▶ **Request**
Copy out every item below, swapping each "instance" for "occurrence" and leaving everything else the same.

# # # # # # #

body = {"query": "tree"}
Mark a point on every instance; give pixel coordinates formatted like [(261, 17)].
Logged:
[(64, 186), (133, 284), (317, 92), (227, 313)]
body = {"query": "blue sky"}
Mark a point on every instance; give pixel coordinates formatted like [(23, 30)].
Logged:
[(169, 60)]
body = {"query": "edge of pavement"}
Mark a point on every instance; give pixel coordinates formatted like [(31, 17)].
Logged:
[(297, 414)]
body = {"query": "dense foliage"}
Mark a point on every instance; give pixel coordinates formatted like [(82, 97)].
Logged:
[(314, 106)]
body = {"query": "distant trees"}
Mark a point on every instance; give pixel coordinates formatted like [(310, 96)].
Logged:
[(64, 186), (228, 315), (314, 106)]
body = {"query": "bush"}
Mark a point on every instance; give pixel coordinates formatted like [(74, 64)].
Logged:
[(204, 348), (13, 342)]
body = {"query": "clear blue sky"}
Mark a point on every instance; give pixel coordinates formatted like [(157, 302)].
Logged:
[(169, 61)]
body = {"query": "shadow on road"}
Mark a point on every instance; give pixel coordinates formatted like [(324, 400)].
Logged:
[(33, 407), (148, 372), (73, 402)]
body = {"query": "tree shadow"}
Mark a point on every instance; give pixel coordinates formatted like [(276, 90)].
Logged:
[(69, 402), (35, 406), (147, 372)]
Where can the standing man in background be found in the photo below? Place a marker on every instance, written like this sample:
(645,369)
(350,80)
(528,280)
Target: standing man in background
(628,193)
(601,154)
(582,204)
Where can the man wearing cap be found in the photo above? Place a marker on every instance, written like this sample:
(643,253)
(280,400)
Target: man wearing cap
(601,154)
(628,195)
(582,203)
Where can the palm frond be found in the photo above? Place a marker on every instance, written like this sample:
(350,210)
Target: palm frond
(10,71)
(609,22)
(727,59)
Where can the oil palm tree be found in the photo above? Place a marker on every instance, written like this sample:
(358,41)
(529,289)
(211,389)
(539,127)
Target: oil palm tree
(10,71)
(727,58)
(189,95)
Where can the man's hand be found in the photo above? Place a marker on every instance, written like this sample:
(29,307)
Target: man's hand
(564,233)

# # # # # # #

▶ **Worked solution**
body = {"query": "tree"}
Mark a point on every occurrence; give pixel coordinates formatted like [(261, 17)].
Logged:
[(64, 186), (133, 284), (317, 92), (227, 313)]
body = {"query": "blue sky"}
Mark a point on every occurrence; give pixel coordinates formatted like [(23, 30)].
Logged:
[(169, 60)]
body = {"query": "edge of pavement"}
Mark a point on every occurrence; give pixel coordinates formatted like [(31, 17)].
Logged:
[(297, 414)]
body = {"query": "dense foliage"}
Mark a point on every occurrence; give pixel coordinates formatted like [(82, 97)].
Logged:
[(314, 106)]
body = {"query": "distant trees"}
Mark a point on every occurrence; give pixel coordinates formatted like [(310, 96)].
Logged:
[(64, 186), (228, 315), (314, 106)]
body = {"query": "bush"}
Mark a point on every occurrence; give pixel coordinates formatted like [(74, 64)].
Logged:
[(204, 348), (13, 342)]
body = {"query": "clear blue sky"}
Mark a point on every occurrence; give pixel coordinates formatted like [(157, 302)].
Logged:
[(169, 61)]
body = {"query": "shadow on road"}
Mark a point on every occurrence; give pixel coordinates formatted like [(324, 400)].
Logged:
[(33, 407), (148, 372), (73, 402)]
body = {"query": "tree shadow"}
Mark a point on every occurrence; give pixel coordinates formatted like [(276, 90)].
Logged:
[(69, 402), (35, 406), (147, 372)]
Where can the standing man in background be found in the photo below? Place a marker on every occurrence, written like this sample:
(645,369)
(350,80)
(528,280)
Target: standing man in background
(628,193)
(601,154)
(582,204)
Where can the man wearing cap be found in the photo above? Place a marker on every occurrence, written like this sample:
(643,253)
(280,400)
Target: man wearing cap
(601,154)
(628,195)
(582,203)
Where can the palm frond be found in the photo above? Place a marker on every occurrence, written like this sample:
(350,210)
Target: palm frond
(10,71)
(609,22)
(727,59)
Where can the oil palm tree be found in the photo above? Place a marker on every occurrence, written like this sample:
(358,41)
(529,289)
(211,389)
(539,127)
Target: oil palm tree
(10,71)
(727,58)
(189,95)
Where can the man's hand be found in the photo above? Place a marker on every occurrence, written like this sample:
(29,307)
Target: man's hand
(564,233)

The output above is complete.